### DIRECTION
Collect each line in the records below that contains the word "foot". Letter case must match.

### ENTRIES PROVIDED
____

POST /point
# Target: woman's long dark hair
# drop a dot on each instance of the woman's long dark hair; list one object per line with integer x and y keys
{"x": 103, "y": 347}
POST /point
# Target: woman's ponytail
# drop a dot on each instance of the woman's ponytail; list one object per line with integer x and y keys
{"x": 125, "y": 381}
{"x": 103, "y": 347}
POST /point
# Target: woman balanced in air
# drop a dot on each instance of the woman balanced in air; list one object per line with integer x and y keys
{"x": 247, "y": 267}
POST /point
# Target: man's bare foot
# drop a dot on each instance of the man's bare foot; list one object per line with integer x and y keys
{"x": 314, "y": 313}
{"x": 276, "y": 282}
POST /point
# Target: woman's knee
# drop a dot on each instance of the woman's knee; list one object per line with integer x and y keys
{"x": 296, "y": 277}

____

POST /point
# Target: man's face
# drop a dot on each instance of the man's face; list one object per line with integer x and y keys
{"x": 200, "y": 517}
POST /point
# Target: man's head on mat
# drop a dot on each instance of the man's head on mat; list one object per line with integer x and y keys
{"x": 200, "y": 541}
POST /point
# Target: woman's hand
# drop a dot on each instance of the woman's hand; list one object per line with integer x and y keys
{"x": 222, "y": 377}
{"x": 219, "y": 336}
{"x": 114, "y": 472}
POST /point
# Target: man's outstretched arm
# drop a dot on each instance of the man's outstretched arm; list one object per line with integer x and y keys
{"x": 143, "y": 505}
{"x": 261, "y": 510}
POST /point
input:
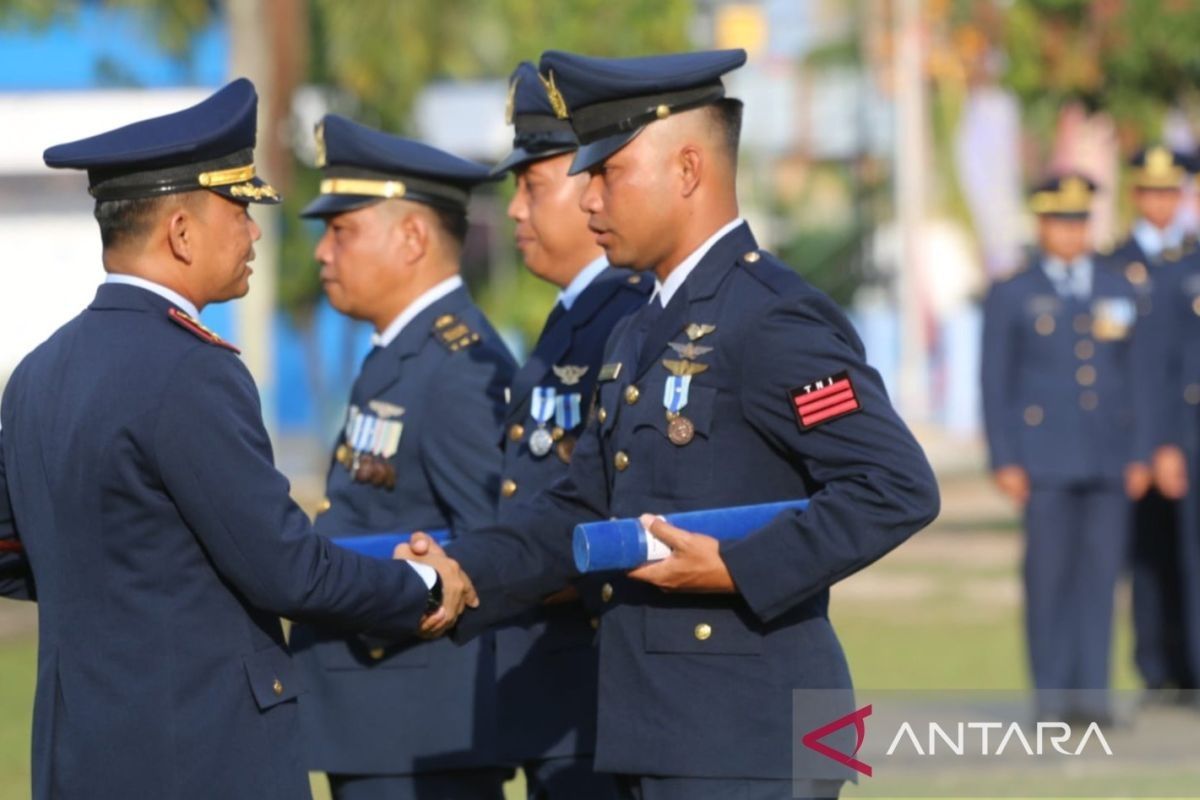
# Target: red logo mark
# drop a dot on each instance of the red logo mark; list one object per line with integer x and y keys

____

### FULL OUTPUT
# Target: man's bare foot
# drop a dot on each instance of the man's bare foot; list one object per line with integer x and y keys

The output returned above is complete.